WHAT TO DO:
Copy out all lines from the material that contain the string "woman".

SOURCE MATERIAL:
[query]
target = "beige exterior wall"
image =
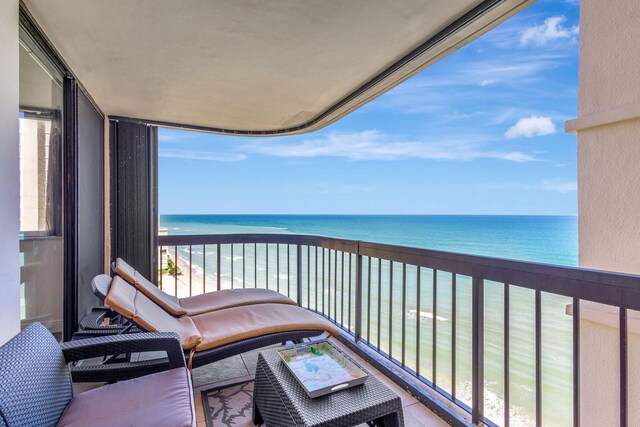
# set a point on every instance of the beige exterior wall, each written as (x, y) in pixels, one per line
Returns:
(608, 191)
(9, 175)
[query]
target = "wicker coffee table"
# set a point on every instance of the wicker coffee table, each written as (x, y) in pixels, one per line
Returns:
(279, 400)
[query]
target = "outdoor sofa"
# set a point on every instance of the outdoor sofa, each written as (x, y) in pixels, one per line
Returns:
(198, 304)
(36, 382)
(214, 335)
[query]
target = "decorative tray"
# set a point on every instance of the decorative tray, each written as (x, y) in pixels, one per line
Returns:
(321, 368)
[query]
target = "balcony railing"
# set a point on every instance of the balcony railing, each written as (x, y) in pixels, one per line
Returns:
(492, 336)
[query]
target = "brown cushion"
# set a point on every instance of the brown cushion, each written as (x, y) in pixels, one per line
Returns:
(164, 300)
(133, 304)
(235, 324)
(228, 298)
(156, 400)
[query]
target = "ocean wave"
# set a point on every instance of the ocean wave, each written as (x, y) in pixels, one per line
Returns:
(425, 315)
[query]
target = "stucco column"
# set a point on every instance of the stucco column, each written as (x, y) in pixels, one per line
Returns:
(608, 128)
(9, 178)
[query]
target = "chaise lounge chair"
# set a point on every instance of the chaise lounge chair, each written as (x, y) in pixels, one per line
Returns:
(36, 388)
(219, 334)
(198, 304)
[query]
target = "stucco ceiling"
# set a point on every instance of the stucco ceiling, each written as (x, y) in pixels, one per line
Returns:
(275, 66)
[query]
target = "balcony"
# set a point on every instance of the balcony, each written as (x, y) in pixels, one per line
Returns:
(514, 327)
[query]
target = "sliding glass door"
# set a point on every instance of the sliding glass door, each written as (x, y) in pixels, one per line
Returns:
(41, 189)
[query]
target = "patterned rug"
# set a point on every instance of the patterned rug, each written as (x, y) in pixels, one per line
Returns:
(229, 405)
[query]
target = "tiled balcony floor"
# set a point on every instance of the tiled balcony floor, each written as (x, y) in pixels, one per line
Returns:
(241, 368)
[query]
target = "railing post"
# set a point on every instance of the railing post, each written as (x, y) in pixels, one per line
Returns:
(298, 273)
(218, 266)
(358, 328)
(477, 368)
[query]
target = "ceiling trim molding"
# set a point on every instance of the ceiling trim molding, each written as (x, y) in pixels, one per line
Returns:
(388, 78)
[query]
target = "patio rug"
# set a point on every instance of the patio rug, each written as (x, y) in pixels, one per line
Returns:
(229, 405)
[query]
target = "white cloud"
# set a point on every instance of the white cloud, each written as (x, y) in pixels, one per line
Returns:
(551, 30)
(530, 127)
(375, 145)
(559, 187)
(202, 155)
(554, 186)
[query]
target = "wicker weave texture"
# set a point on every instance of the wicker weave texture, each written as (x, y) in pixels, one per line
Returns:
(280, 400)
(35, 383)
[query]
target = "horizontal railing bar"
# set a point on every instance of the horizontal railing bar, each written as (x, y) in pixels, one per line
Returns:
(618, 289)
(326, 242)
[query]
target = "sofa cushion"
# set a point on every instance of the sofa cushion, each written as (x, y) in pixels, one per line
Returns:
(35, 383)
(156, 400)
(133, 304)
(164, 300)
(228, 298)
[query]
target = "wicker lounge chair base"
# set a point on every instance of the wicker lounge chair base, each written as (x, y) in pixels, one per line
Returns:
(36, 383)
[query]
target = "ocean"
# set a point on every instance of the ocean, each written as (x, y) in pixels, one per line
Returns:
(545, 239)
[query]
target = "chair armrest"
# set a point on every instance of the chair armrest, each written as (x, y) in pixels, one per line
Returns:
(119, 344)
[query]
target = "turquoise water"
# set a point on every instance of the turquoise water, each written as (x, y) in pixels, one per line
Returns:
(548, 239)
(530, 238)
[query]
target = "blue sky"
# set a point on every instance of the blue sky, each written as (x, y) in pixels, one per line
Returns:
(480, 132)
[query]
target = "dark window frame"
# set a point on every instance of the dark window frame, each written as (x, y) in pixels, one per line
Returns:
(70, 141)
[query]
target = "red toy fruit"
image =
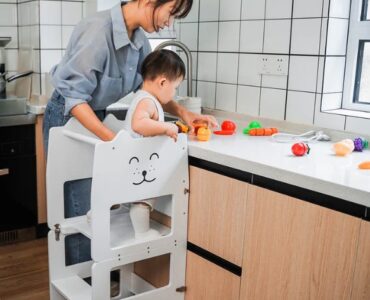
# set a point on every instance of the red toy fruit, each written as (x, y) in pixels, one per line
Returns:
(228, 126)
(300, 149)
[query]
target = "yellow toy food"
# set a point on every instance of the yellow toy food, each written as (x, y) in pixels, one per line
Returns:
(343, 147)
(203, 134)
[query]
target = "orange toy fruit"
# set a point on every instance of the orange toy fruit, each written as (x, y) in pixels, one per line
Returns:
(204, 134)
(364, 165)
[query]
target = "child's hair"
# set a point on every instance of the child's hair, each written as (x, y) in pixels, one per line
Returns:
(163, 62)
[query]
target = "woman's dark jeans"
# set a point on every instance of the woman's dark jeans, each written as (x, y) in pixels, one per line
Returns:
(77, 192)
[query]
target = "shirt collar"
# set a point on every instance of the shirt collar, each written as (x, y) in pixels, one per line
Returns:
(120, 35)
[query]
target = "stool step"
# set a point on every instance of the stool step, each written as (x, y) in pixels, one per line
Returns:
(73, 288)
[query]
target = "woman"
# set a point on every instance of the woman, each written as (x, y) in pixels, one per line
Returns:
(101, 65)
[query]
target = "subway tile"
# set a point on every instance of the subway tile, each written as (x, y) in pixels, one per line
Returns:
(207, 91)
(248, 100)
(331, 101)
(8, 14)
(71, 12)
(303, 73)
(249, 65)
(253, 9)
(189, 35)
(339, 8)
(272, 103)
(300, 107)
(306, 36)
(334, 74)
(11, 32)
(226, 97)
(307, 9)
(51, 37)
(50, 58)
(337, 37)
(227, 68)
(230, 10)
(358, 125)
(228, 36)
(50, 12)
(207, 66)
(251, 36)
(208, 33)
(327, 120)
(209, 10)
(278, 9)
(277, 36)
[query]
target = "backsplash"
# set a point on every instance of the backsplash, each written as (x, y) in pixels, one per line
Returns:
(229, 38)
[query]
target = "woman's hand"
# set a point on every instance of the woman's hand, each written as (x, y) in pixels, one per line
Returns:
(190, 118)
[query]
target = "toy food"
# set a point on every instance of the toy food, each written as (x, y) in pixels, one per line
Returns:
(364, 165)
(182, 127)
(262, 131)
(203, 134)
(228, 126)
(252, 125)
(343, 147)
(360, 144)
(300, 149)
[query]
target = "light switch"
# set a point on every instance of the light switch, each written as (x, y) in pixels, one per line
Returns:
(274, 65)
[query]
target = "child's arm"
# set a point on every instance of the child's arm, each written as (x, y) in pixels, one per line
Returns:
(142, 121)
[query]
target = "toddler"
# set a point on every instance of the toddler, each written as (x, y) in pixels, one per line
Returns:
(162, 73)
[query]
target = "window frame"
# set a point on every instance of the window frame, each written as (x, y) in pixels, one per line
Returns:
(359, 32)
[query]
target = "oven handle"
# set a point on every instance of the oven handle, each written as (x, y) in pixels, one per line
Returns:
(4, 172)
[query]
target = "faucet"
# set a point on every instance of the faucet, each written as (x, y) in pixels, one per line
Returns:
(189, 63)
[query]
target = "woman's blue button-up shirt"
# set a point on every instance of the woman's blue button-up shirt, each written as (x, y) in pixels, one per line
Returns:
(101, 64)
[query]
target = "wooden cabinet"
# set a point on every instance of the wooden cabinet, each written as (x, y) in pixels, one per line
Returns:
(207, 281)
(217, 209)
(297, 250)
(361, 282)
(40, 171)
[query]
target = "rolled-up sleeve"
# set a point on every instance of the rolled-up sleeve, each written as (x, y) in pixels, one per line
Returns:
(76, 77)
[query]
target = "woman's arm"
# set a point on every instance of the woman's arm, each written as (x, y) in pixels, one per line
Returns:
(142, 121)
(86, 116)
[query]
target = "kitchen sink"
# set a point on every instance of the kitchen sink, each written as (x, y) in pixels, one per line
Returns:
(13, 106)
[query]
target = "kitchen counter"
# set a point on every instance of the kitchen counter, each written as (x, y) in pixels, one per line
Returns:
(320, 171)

...

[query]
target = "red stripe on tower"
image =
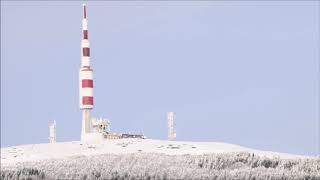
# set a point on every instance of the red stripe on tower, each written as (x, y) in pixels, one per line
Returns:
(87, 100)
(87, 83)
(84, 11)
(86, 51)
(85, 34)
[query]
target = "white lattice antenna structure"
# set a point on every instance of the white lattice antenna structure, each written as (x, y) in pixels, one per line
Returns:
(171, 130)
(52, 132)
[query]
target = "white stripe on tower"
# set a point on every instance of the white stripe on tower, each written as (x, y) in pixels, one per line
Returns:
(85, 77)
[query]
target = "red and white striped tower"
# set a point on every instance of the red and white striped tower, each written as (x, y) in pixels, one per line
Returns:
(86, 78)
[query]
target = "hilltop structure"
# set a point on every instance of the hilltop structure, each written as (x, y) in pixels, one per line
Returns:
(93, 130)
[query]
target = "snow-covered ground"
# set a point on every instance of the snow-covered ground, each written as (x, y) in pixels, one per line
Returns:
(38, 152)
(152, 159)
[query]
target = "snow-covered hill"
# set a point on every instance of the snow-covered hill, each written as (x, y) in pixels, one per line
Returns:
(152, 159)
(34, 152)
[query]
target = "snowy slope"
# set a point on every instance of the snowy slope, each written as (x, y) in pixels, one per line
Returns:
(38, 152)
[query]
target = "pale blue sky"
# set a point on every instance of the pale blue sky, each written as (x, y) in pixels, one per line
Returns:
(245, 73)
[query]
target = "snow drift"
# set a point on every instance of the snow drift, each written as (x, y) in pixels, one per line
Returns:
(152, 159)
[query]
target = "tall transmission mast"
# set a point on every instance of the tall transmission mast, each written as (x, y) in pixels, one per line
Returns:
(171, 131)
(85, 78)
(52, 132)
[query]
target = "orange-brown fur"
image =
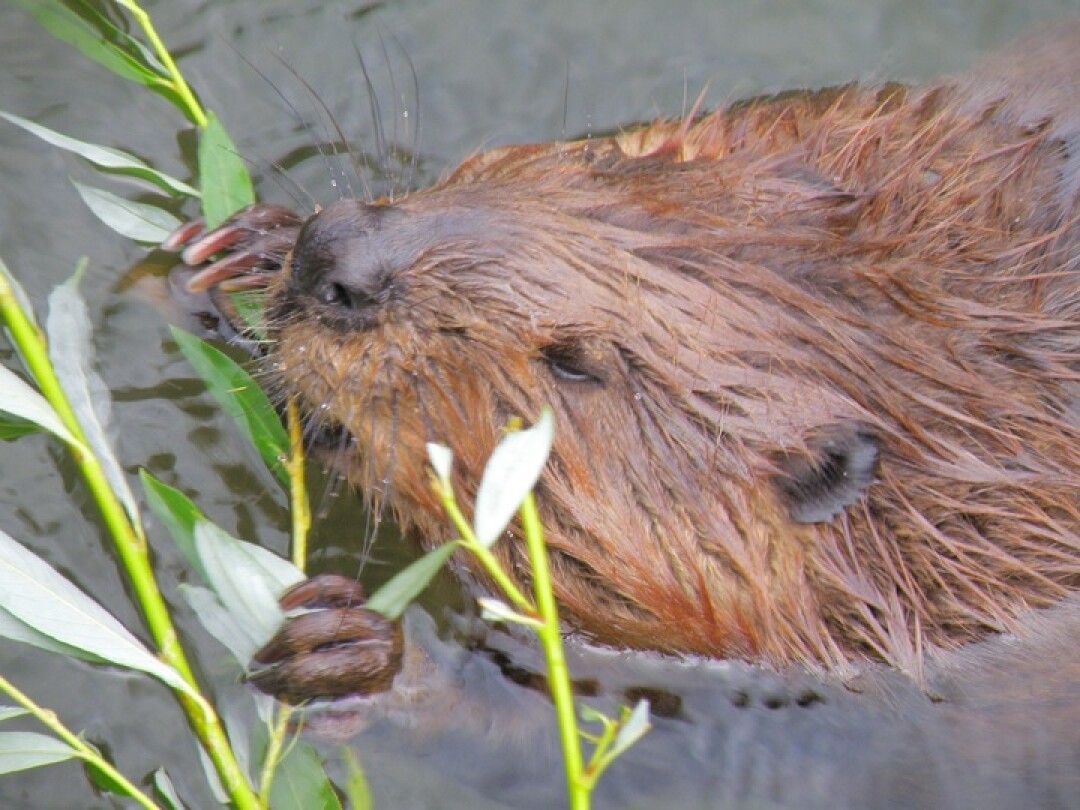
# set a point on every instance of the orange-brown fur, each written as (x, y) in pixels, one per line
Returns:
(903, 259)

SOLUTION BELOW:
target = "woman's dark jeans"
# set a point on every instance of the woman's dark jeans, each written as (x, y) in pixels, one per line
target = "woman"
# set a point on every instance of the woman, each written as (x, y) in pixels, one per line
target = "woman's hand"
# set a point on every instance of the woman's hand, each written as (x, y) in pixels, one per line
target = "woman's blue button-up shirt"
# set a point on every instance of the woman's blue button-up shirt, each written as (x, y) in pixels, one per line
target = "woman's arm"
# set a point on every instance of the woman's arm, each written as (x, y) in pixels, one per line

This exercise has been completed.